PAGE TEXT =
[start]
Yorkville America Equities withdrew registration statements for three Truth Social-branded cryptocurrency exchange-traded funds from the Securities and Exchange Commission on May 19, citing what it described as a strategic shift from the Securities Act of 1933 framework to the Investment Company Act of 1940.
No shares were sold under any of the registrations, and Yorkville requested that paid filing fees be credited toward future submissions under Rule 457(p). The firm did not provide a timeline for relaunching crypto-focused products under the new framework.
Withdrawn Filings Covered Bitcoin, Bitcoin and Ethereum, and Crypto Blue Chip Products
The three pulled registrations covered the Truth Social Bitcoin ETF, the Truth Social Bitcoin and Ethereum ETF, and the Truth Social Crypto Blue Chip ETF, all of which were originally filed between June and July 2025. All three withdrawals were submitted under Rule 477(a). The SEC had not declared any of the registration statements effective prior to their withdrawal. The filing stated:
“The Company has determined to withdraw the Registration Statement and not to pursue the public offering at this time. The Registration Statement has not been declared effective by the Commission, and the Company confirms that no securities have been sold pursuant to the Registration Statement.”
Yorkville Framed the Withdrawal as a Forward Strategic Move, Not a Retreat
Yorkville characterized the pullback as a regulatory strategy adjustment rather than an exit from the crypto ETF market. In its withdrawal filing, Yorkville said the 1940 Act framework offers stronger investor protections, greater operational flexibility, and broader access to institutional distribution channels than the 1933 Act structure used for the original filings.
“Yorkville America is not stepping back, we are stepping forward with a stronger product platform,” Steve Neamtz, President of Yorkville America, said.
Bloomberg Intelligence Analyst Questioned the Stated Rationale, Pointed to Competition
Bloomberg Intelligence Senior Research Analyst James Seyffart questioned Yorkville’s explanation in a post on X, saying the regulatory rationale did not hold up for him.
“But it doesn’t make a ton of sense to me. Of course a 33 act ETP is different from a 40 act ETF and it has less protections. Anyone in this space knows that. Nothing has changed,” he said.
Seyffart pointed instead to competitive dynamics as a more likely driver, specifically flagging Morgan Stanley’s spot bitcoin ETF, MSBT, which entered the market at a 14-basis-point fee. Seyffart acknowledged that a pivot toward more differentiated products under the 1940 Act wrapper could make strategic sense, even if the regulatory rationale was unconvincing.
“I mean do we really need a 14th spot bitcoin ETF? But something that can be more differentiated makes sense,” he said. Yorkville did not disclose a timeline for relaunching any of the three products under the new framework.
[end]
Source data
[start]
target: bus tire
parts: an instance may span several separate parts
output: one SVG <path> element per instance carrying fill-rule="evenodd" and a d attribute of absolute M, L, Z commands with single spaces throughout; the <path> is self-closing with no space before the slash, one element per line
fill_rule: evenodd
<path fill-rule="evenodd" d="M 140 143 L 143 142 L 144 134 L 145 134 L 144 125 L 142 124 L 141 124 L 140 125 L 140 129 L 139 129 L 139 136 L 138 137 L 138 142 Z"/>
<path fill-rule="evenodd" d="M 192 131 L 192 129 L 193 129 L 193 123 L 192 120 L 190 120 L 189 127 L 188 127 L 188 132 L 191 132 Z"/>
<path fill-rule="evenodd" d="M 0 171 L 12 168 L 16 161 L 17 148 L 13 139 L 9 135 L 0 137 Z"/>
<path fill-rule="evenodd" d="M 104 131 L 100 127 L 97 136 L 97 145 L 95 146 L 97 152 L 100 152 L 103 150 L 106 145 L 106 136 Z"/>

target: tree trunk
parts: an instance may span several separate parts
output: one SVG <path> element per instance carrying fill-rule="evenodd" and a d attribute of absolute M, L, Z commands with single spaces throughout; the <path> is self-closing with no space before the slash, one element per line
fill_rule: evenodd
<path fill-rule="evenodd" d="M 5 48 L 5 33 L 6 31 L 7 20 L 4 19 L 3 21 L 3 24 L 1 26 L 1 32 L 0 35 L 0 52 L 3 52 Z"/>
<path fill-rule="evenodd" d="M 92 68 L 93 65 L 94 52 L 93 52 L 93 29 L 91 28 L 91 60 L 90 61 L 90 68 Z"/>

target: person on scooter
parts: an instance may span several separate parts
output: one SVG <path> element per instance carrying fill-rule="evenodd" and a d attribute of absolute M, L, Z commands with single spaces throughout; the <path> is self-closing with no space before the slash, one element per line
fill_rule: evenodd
[end]
THE TASKS =
a: According to the ETF withdrawal article, what rule were all three withdrawals submitted under?
b: Condense the paragraph of the ETF withdrawal article beginning "Seyffart pointed instead" into a bulleted list that keeps its main facts.

SOLUTIONS BELOW =
a: Rule 477(a).

b:
- Seyffart pointed to competitive dynamics as a more likely driver.
- He specifically flagged Morgan Stanley's spot bitcoin ETF, MSBT, which entered the market at a 14-basis-point fee.
- He acknowledged that a pivot toward more differentiated products under the 1940 Act wrapper could make strategic sense, even though he found the regulatory rationale unconvincing.